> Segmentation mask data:

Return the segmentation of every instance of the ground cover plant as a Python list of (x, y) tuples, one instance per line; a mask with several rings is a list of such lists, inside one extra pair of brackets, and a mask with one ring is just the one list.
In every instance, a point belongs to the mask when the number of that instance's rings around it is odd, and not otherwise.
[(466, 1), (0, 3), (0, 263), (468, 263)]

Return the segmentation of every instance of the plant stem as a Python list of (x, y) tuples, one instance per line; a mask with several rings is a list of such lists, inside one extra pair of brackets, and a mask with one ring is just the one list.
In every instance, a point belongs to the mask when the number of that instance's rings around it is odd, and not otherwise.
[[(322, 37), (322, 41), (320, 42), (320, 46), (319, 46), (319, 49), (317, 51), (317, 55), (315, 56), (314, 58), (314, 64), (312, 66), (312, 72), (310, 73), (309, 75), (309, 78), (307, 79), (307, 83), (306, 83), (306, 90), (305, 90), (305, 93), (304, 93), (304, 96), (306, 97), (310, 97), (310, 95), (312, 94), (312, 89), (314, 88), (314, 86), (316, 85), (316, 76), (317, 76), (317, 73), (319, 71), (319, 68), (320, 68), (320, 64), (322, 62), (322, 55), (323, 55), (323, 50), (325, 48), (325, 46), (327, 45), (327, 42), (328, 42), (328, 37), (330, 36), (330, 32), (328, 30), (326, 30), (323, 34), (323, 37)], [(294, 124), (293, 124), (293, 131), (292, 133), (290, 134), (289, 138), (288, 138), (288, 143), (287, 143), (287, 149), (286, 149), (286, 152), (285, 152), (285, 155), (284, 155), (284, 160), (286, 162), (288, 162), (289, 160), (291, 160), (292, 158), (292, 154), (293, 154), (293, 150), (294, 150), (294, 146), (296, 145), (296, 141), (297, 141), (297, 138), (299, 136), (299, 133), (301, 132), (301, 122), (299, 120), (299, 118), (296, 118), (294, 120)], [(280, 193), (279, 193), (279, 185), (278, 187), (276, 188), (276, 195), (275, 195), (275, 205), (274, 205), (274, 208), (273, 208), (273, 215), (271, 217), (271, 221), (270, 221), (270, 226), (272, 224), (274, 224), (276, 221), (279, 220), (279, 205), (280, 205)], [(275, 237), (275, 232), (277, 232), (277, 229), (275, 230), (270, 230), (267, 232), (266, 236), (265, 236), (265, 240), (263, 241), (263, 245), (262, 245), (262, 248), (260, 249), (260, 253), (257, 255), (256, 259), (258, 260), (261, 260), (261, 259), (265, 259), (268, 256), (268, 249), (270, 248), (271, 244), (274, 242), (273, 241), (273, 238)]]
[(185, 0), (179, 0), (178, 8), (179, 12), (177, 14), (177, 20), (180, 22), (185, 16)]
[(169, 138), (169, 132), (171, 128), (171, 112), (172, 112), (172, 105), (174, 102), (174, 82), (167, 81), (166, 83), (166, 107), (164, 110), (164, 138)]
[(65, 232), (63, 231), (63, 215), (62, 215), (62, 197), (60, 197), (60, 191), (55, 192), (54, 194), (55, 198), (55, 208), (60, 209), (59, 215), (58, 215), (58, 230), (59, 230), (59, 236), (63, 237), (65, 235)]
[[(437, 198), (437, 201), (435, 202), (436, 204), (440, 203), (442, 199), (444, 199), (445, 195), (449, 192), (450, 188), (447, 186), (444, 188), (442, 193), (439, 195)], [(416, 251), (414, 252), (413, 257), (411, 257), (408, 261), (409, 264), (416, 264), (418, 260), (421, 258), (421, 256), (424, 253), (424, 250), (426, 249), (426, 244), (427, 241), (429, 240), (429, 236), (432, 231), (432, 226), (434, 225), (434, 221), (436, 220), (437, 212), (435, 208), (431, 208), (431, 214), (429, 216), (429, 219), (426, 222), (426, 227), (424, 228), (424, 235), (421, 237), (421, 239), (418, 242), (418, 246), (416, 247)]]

> Exercise brief: Copy out each record exactly as given, omitting none.

> Answer space:
Return the segmentation of every instance of the ground cover plant as a Python list of (x, y) tuples, one instance per line; a mask with several rings is a list of such lists, inside one extra pair of brackets, and a mask with one ring is just the one list.
In every instance, a point belongs to the mask when the number of that instance's rings around it is odd, and not otherwise.
[(466, 1), (0, 3), (0, 263), (468, 263)]

Return the segmentation of every instance of the plant stem as a Python list of (x, y) tuples, one instance per line; a mask with several rings is a list of such lists, inside one extra pair of brackets, and a mask with one ring is just the one list.
In every instance, a point belongs to the mask when the number of that instance's rings around it is odd, and not otherwise.
[[(322, 37), (322, 41), (320, 42), (320, 46), (319, 46), (319, 49), (317, 51), (317, 55), (315, 56), (314, 58), (314, 64), (312, 66), (312, 72), (310, 73), (309, 75), (309, 78), (307, 79), (307, 83), (306, 83), (306, 90), (305, 90), (305, 93), (304, 93), (304, 96), (306, 97), (310, 97), (310, 95), (312, 94), (312, 89), (314, 88), (314, 86), (316, 85), (316, 76), (317, 76), (317, 73), (319, 71), (319, 68), (320, 68), (320, 64), (322, 62), (322, 55), (323, 55), (323, 50), (325, 48), (325, 46), (327, 45), (327, 42), (328, 42), (328, 37), (330, 36), (330, 32), (328, 30), (326, 30), (323, 34), (323, 37)], [(294, 124), (293, 124), (293, 131), (292, 133), (290, 134), (289, 138), (288, 138), (288, 143), (287, 143), (287, 149), (286, 149), (286, 152), (285, 152), (285, 155), (284, 155), (284, 160), (286, 162), (288, 162), (289, 160), (291, 160), (292, 158), (292, 154), (293, 154), (293, 150), (294, 150), (294, 146), (296, 145), (296, 141), (297, 141), (297, 138), (299, 136), (299, 133), (301, 132), (301, 122), (299, 120), (299, 118), (296, 118), (294, 120)], [(280, 193), (279, 193), (279, 185), (278, 187), (276, 188), (276, 195), (275, 195), (275, 205), (274, 205), (274, 208), (273, 208), (273, 215), (271, 217), (271, 221), (270, 221), (270, 226), (272, 224), (274, 224), (276, 221), (279, 220), (279, 205), (280, 205)], [(275, 237), (275, 232), (277, 232), (277, 229), (275, 230), (270, 230), (267, 232), (266, 236), (265, 236), (265, 240), (263, 241), (263, 245), (262, 245), (262, 248), (260, 249), (260, 253), (257, 255), (256, 259), (258, 260), (261, 260), (261, 259), (265, 259), (268, 256), (268, 249), (270, 248), (271, 244), (274, 242), (273, 241), (273, 238)]]
[(185, 0), (179, 0), (178, 8), (179, 12), (177, 14), (177, 20), (180, 22), (185, 16)]
[(169, 138), (169, 132), (171, 128), (171, 112), (172, 112), (172, 105), (174, 102), (174, 82), (167, 81), (166, 83), (166, 107), (164, 110), (164, 138)]
[(65, 232), (63, 231), (63, 215), (62, 215), (62, 197), (60, 197), (60, 191), (55, 192), (54, 194), (55, 198), (55, 208), (60, 209), (59, 215), (58, 215), (58, 230), (59, 230), (59, 236), (63, 237), (65, 235)]
[[(437, 198), (437, 201), (435, 202), (436, 204), (440, 203), (442, 199), (444, 199), (445, 195), (449, 192), (450, 188), (447, 186), (444, 188), (442, 193), (439, 195)], [(416, 251), (414, 252), (413, 257), (411, 257), (408, 261), (409, 264), (416, 264), (418, 260), (421, 258), (421, 256), (424, 253), (424, 250), (426, 249), (426, 244), (427, 241), (429, 240), (429, 236), (432, 231), (432, 226), (434, 225), (434, 221), (436, 220), (437, 212), (435, 208), (431, 208), (431, 214), (429, 216), (429, 219), (426, 222), (426, 227), (424, 228), (424, 235), (421, 237), (421, 239), (418, 242), (418, 246), (416, 247)]]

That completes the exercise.